> [Written problem a] Copy out the rows from the line containing "Pick out the tall" through the line containing "Target: tall tree trunk", both lines included, and give nothing else.

Windsor Star

Doing justice to the justice

Star Wars actress takes on Ginsburg in new biopic

- LINDSEY BAHR

The Ruth Bader Ginsburg film On the Basis of Sex was about to fall apart when Felicity Jones got her hands on the script. The origin story about the future Supreme Court justice, written by Ginsburg ’s nephew Daniel Stiepleman, had been in various stages of developmen­t since 2012, looking for the right star (Natalie Portman was originally attached), the right director (Mimi Leder could only do it after finishing the third season of the HBO show The Leftovers) and the right time to finally hit go. But it was looking wobbly again, and they needed an answer fast. The British actress, fresh off the Star Wars film Rogue One, had been looking for a project about a woman and her career and had recently become familiar with Justice Ginsburg, whose celebrity has grown of late. And Ginsburg, who had seen Jones in her Oscarnomin­ated role in The Theory of Everything, had already given her informal approval to cast Jones. (“I think the only thing she was nervous about was getting rid of that English accent,” laughed Leder.) Jones read it in a weekend, said yes, and, finally, the stars had aligned. The film was happening. “I didn’t take it on lightly,” said Jones, despite her quick answer. “It was really intimidati­ng at first. Like gosh, how do I do justice to this person?”

> [Written problem b]
Answer these questions from the article about the Ginsburg biopic.
(i) Who wrote the script for On the Basis of Sex?
(ii) Which actress was originally attached to the project?
(iii) How long did Felicity Jones take to read the script?

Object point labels

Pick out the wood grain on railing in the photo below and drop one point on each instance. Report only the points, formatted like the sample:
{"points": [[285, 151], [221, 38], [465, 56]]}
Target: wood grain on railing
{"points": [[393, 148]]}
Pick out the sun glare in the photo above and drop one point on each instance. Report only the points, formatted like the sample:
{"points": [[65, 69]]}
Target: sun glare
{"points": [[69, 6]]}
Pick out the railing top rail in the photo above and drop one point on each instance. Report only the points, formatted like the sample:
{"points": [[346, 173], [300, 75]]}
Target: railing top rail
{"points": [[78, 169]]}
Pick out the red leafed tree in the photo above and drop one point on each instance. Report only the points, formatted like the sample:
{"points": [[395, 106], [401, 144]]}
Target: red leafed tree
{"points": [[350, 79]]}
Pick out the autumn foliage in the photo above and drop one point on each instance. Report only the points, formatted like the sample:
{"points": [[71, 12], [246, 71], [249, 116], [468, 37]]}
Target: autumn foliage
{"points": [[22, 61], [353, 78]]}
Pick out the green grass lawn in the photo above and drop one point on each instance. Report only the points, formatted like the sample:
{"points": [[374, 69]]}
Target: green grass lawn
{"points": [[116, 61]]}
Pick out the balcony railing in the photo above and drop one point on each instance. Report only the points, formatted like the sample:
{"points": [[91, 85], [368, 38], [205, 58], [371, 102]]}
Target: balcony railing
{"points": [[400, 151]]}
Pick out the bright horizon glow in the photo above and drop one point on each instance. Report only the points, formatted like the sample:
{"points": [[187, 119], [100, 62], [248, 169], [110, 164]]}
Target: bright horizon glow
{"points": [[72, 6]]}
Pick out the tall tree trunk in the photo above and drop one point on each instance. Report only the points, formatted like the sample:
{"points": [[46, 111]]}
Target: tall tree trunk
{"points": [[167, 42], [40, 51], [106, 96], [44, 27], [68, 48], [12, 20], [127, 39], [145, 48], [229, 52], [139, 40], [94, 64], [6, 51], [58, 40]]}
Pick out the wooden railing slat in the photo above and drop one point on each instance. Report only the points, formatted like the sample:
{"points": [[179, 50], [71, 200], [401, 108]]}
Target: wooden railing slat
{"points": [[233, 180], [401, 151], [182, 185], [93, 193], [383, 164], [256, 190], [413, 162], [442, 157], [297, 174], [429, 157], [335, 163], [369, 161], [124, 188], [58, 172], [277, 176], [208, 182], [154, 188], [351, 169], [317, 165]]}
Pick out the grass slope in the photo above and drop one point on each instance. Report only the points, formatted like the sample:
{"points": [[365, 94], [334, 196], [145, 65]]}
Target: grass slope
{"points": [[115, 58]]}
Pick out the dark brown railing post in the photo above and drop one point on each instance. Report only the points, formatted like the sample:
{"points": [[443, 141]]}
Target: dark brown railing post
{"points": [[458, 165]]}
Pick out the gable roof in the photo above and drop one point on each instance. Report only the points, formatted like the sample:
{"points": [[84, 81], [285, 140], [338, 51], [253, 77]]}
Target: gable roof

> [Written solution a]
Pick out the tall tree trunk in the photo above and drop one point on each instance. Report only the points, formatted like the sample:
{"points": [[46, 111]]}
Target: tall tree trunk

> [Written solution b]
(i) Ginsburg's nephew Daniel Stiepleman
(ii) Natalie Portman
(iii) A weekend